**CHALLENGE**
Identify the line in which "example: [153, 187]" appears, then reproduce that line and all remaining lines of the records word for word.

-- START AVAILABLE RECORDS --

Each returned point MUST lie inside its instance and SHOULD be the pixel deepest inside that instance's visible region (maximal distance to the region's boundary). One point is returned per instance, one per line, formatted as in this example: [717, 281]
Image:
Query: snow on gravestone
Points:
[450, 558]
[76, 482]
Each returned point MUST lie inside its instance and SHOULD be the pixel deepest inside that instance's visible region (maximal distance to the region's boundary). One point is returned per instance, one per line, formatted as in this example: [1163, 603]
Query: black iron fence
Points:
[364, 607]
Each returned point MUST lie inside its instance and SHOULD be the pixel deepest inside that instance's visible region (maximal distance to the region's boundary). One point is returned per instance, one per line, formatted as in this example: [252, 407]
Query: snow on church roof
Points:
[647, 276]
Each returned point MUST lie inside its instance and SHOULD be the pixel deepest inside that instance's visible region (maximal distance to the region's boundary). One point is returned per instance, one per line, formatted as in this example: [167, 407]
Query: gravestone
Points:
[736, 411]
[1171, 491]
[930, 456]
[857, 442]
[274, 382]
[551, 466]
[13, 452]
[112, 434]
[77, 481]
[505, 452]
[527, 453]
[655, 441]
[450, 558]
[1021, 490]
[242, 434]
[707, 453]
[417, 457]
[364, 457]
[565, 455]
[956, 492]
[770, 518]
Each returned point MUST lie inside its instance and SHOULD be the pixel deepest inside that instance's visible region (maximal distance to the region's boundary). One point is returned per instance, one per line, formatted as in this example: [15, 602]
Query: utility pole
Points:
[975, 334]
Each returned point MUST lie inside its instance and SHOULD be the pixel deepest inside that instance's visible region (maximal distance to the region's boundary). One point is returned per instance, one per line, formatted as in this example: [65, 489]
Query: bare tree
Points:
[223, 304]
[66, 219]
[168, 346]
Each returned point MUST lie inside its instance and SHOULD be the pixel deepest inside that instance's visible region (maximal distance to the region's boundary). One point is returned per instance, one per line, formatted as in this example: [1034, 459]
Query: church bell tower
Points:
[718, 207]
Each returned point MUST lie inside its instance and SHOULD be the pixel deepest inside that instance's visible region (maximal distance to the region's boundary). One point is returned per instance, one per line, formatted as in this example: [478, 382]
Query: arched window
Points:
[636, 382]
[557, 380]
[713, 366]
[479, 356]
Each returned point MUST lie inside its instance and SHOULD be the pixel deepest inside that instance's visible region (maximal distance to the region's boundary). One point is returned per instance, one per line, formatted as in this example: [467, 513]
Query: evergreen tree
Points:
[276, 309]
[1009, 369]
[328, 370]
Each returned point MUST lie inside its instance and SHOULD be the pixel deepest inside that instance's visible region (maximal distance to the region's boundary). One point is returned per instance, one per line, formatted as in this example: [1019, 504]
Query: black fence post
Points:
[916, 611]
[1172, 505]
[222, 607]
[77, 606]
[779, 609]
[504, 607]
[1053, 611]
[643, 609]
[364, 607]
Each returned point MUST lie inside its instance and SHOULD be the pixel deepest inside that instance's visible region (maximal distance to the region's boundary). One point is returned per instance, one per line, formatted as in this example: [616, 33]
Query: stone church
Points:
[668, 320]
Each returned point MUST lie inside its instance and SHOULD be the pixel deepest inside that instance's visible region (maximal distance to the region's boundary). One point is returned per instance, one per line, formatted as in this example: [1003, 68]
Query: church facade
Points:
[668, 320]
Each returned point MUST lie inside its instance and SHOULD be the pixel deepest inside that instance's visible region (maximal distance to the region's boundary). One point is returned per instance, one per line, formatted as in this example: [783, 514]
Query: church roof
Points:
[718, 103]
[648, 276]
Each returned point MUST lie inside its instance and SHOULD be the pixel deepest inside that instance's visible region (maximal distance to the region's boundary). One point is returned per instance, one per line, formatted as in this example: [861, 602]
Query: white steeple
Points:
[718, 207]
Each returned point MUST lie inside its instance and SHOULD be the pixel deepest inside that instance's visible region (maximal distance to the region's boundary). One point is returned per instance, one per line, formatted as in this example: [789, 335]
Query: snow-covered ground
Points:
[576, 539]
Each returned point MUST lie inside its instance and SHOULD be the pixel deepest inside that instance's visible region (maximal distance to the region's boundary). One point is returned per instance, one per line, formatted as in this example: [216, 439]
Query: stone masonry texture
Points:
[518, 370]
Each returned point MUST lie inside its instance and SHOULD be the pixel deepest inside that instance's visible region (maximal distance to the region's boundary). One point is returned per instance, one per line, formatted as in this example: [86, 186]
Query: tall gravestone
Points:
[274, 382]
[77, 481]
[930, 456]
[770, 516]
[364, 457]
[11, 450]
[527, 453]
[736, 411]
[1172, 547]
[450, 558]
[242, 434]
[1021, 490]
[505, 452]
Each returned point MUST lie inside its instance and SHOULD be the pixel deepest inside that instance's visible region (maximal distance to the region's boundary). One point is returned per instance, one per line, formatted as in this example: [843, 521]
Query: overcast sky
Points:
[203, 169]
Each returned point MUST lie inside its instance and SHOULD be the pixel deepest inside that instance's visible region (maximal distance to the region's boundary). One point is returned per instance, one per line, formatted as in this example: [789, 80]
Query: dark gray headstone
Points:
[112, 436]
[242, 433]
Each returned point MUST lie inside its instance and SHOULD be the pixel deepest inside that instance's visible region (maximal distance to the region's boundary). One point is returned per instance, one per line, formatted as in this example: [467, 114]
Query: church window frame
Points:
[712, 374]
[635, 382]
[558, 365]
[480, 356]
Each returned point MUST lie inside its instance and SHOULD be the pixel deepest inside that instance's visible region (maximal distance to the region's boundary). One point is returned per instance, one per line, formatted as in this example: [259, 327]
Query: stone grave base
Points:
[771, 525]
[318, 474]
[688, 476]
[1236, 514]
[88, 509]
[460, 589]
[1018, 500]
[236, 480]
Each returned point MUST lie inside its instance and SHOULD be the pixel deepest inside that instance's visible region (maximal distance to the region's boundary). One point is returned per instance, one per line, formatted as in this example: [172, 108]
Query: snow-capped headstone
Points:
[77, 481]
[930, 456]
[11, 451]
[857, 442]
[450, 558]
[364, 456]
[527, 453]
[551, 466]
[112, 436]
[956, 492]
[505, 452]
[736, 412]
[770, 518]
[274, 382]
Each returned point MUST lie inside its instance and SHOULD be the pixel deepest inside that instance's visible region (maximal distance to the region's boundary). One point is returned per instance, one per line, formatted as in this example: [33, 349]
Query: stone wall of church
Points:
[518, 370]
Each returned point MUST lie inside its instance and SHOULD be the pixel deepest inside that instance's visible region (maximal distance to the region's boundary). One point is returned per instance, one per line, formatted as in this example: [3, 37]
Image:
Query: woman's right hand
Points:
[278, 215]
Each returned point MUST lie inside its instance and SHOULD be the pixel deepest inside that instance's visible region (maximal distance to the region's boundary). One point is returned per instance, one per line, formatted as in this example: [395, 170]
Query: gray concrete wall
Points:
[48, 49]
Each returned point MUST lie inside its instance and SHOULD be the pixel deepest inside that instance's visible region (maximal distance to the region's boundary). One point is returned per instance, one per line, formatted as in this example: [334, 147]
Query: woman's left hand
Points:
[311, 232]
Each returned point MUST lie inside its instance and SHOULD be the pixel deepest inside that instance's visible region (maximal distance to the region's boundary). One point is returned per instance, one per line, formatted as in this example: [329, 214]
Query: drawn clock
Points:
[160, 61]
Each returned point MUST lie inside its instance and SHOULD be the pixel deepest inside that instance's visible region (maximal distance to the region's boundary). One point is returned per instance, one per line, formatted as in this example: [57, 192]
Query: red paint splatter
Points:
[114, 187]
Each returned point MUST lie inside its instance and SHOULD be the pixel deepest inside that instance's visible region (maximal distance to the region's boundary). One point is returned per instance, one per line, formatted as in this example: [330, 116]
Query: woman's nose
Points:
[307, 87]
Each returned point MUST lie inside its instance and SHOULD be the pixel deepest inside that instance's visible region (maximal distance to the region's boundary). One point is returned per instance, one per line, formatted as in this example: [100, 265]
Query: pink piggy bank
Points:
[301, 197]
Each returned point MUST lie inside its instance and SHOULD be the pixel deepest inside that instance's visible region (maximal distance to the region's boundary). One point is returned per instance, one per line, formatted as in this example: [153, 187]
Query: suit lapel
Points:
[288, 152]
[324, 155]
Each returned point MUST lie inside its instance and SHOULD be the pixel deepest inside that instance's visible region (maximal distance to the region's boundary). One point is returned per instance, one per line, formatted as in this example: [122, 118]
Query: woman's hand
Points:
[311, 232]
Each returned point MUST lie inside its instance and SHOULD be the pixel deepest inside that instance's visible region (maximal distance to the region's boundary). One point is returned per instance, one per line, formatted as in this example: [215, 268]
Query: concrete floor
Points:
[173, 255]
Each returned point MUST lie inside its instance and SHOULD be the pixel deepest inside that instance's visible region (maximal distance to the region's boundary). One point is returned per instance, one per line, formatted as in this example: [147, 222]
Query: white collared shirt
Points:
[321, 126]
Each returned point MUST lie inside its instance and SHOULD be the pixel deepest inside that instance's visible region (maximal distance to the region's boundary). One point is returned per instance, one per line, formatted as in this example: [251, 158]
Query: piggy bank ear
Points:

-- END AVAILABLE RECORDS --

**FULL SOLUTION**
Each returned point MUST lie inside its instance and SHOULD be the pixel deepest inside that instance's visible region (maximal distance to the region's boundary). One point is returned per instance, one per line, formatted as in this example: [153, 187]
Query: suit lapel
Points:
[288, 152]
[324, 155]
Each returned point MUST lie inside its instance and SHOULD be the pixel deepest inside that instance's visible region (maximal distance to the region's boundary). One point is returned per instance, one per line, formatted as in this example: [122, 118]
Query: woman's hand
Points:
[311, 232]
Each returned point MUST lie inside its instance and SHOULD be the pixel deepest inside that instance's visible region (maximal distance to the region's boundary). One point is returned per instance, one per line, formatted as in this example: [215, 268]
Query: concrete floor
Points:
[173, 255]
Each returned point MUST lie inside its instance and SHOULD be the pixel deepest inside that instance's visible region (maximal distance to the region's boundary). One point is returned per instance, one per line, formatted as in this example: [147, 222]
Query: white collared shirt
Points:
[321, 126]
Each returned point MUST lie inside its instance and SHOULD be the pixel deepest inside that instance's visible region (maximal distance to the region's boundary). One point is returned per instance, one per line, formatted as in this example: [251, 158]
Query: piggy bank ear
Points:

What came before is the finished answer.